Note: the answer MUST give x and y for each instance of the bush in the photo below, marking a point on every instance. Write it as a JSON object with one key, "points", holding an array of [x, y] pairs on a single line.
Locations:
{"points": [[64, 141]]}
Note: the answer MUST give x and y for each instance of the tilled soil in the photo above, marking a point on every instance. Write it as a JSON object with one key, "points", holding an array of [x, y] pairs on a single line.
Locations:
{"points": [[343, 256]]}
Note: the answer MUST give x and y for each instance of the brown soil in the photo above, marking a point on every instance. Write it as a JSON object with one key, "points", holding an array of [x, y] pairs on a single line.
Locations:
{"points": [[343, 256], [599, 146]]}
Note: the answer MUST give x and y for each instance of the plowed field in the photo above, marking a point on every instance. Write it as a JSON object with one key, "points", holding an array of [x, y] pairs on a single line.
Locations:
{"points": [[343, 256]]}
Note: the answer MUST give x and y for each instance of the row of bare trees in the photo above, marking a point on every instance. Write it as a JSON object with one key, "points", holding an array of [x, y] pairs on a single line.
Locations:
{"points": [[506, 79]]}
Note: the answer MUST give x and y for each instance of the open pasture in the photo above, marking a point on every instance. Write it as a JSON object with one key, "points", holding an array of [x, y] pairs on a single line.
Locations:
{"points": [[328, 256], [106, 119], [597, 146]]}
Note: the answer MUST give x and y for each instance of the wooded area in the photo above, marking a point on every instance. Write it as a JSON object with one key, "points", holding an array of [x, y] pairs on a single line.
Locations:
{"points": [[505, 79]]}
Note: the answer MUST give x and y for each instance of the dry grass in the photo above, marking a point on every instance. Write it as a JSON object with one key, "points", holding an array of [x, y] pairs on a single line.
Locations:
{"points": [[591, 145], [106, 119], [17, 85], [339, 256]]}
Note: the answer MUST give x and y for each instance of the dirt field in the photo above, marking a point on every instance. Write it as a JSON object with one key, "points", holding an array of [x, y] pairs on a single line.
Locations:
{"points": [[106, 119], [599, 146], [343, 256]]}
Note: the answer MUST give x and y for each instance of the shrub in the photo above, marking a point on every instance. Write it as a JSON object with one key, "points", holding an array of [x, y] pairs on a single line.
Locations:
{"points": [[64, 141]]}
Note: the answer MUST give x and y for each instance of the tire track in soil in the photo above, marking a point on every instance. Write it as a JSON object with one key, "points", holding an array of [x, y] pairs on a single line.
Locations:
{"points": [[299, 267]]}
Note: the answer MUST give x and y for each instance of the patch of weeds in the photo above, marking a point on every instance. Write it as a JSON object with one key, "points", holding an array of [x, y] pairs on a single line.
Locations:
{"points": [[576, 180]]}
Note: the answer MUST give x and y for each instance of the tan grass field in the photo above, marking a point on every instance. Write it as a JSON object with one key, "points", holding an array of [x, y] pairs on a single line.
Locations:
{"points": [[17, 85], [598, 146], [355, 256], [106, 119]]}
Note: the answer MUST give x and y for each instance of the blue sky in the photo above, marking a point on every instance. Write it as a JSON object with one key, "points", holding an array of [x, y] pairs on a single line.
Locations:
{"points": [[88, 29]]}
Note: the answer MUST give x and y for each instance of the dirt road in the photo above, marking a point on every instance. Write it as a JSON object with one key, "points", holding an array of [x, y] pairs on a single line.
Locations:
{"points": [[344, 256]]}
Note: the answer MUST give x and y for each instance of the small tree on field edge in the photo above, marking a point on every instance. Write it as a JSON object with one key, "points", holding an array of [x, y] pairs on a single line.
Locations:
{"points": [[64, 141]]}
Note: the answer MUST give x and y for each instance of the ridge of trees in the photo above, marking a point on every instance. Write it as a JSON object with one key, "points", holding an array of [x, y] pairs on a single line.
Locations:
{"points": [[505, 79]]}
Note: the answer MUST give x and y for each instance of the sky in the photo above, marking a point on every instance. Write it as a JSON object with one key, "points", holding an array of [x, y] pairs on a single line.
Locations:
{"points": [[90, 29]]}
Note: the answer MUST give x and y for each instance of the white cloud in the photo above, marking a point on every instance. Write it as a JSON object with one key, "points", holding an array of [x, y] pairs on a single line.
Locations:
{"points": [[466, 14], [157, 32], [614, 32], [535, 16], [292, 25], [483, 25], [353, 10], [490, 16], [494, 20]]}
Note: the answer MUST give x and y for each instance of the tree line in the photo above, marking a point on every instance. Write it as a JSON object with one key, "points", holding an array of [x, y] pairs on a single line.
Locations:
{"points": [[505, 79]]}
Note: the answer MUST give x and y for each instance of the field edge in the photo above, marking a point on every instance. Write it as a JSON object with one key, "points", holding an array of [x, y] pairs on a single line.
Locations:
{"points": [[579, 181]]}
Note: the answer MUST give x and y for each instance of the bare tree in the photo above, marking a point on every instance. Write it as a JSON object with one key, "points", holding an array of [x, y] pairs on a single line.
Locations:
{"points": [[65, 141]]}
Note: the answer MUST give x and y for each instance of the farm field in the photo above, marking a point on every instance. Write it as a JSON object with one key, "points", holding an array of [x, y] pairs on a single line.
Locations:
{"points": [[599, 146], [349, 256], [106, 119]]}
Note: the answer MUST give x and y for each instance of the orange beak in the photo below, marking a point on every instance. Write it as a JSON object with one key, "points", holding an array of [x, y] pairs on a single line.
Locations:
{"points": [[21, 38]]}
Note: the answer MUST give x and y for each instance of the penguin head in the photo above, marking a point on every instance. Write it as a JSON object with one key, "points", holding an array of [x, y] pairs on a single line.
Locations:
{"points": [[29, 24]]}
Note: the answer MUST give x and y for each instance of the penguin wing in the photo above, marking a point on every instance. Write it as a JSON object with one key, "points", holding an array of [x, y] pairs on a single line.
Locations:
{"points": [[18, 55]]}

------------------------------------

Task prompt: Repeat the listing in full, keeping every line exactly as it is.

Complete output:
Note: the answer MUST give x and y for each instance of the bush in the photo below, marking a point on every instance. Write it as a JSON object with one key, "points", holding an array of [x, y] pairs on a single line.
Locations:
{"points": [[64, 141]]}
Note: the answer MUST give x and y for each instance of the tilled soil in the photo above, marking a point on every instance. Write it as a JSON object with one key, "points", holding an array of [x, y] pairs on a single line.
Locations:
{"points": [[343, 256]]}
Note: the answer MUST give x and y for each instance of the brown soil in the photo above, marking a point on every instance. Write it as a JSON object with one key, "points", holding an array of [x, y] pairs on a single line.
Locations:
{"points": [[343, 256], [599, 146]]}
Note: the answer MUST give x and y for each instance of the plowed field in the photo above, marking a point on every instance. Write it as a JSON object with one key, "points", holding an array of [x, y] pairs on a single line.
Locations:
{"points": [[343, 256]]}
Note: the answer MUST give x and y for each instance of the row of bare trees in the photo above, marking a point on every instance. Write it as a JSON object with one key, "points", holding an array of [x, y] pairs on a single line.
Locations:
{"points": [[506, 79]]}
Note: the answer MUST give x and y for each instance of the open pasture in the photo above, marking a point on every instance. Write it as a JSON object with one key, "points", holding an array of [x, y] pairs on a single line.
Locations:
{"points": [[328, 256], [106, 119], [597, 146]]}
Note: the answer MUST give x and y for each instance of the wooded area in the photo above, marking a point on every instance. Write it as a JSON object with one key, "points", holding an array of [x, y] pairs on a single line.
Locations:
{"points": [[505, 79]]}
Note: the answer MUST give x and y for each instance of the dry grass in the photo above, marking a point on every instance. Write it as a JSON object with one key, "points", holding an array of [x, y] pairs on a single line.
Locations:
{"points": [[591, 145], [106, 119], [17, 85], [339, 256]]}
Note: the answer MUST give x and y for each instance of the dirt field in the photo above, marking a point on every instance. Write it as a JSON object with one key, "points", holding an array of [x, y] pairs on a single line.
Locations:
{"points": [[106, 119], [599, 146], [343, 256]]}
Note: the answer MUST give x and y for each instance of the shrub in the photo above, marking a point on every instance. Write it as a JSON object with one key, "points", holding an array of [x, y] pairs on a single line.
Locations:
{"points": [[64, 141]]}
Note: the answer MUST give x and y for each instance of the tire track in soil in the photo above, marking a point on every instance. Write it as a JSON object with one key, "points", holding an array of [x, y] pairs on a single line.
Locations:
{"points": [[299, 267]]}
Note: the answer MUST give x and y for each instance of the patch of weeds in the photo above, marking a point on every instance. Write it as a JSON object with one key, "points", holding an array of [x, y] pairs on a single line.
Locations:
{"points": [[576, 180]]}
Note: the answer MUST give x and y for each instance of the tan grass field in the photo above, marking a point on every instance. Write it as a JSON object with one key, "points", holding an array of [x, y] pairs on a single line.
Locations:
{"points": [[17, 85], [598, 146], [355, 256], [106, 119]]}
Note: the answer MUST give x and y for each instance of the blue sky in the photo above, marking a point on every instance. Write it as a JSON object with one key, "points", holding an array of [x, y] pairs on a single line.
Locations:
{"points": [[88, 29]]}
Note: the answer MUST give x and y for each instance of the dirt road in the photo above, marking a point on every instance. Write it as a JSON object with one key, "points", holding an array of [x, y] pairs on a single line.
Locations:
{"points": [[344, 256]]}
Note: the answer MUST give x and y for each instance of the small tree on field edge in the photo above, marking a point on every instance. Write it as a JSON object with one key, "points", holding an array of [x, y] pairs on a single line.
Locations:
{"points": [[64, 141]]}
Note: the answer MUST give x and y for each instance of the ridge of trees in the photo above, marking a point on every instance. Write it as a JSON object with one key, "points", holding an array of [x, y] pairs on a single line.
Locations:
{"points": [[505, 79]]}
Note: the answer MUST give x and y for each instance of the sky in the photo above, marking a point on every instance. Write it as a JSON object with one key, "points", holding an array of [x, y] pairs on a single line.
Locations:
{"points": [[90, 29]]}
Note: the answer MUST give x and y for each instance of the white cloud in the photo above, marking a point on every instance. Write it as a JSON object with one key, "points", holding an array of [x, y] pairs on a single line.
Locations:
{"points": [[466, 14], [157, 32], [614, 32], [535, 16], [292, 25], [483, 25], [353, 10], [490, 16], [494, 20]]}
Note: the answer MUST give x and y for each instance of the tree line in the photo above, marking a point on every instance. Write it as a JSON object with one key, "points", holding an array of [x, y] pairs on a single line.
Locations:
{"points": [[505, 79]]}
Note: the answer MUST give x and y for each instance of the field edge in the photo above, marking a point on every instance. Write it as a JSON object with one key, "points", holding an array of [x, y] pairs on a single line.
Locations:
{"points": [[579, 181]]}
Note: the answer MUST give x and y for each instance of the bare tree in the photo above, marking a point on every instance. Write it as a JSON object with one key, "points", holding an array of [x, y] pairs on a single line.
Locations:
{"points": [[65, 141]]}
Note: the answer MUST give x and y for each instance of the farm field in the photo above, marking a point on every instance. Write it as a JSON object with one key, "points", holding an array of [x, y] pairs on a single line.
Locations:
{"points": [[599, 146], [349, 256], [106, 119]]}
Note: the answer MUST give x and y for each instance of the orange beak in the photo below, marking a point on every instance. Write it as a JSON object with one key, "points", holding an array of [x, y] pairs on a single line.
Locations:
{"points": [[21, 38]]}
Note: the answer MUST give x and y for each instance of the penguin head in the photo above, marking a point on every instance. Write it as a JSON object with one key, "points", holding an array of [x, y] pairs on a single line.
Locations:
{"points": [[29, 24]]}
Note: the answer MUST give x and y for each instance of the penguin wing in the photo above, marking a point on every instance. Write it as a JSON object with one key, "points", holding an array of [x, y] pairs on a single line.
Locations:
{"points": [[18, 55]]}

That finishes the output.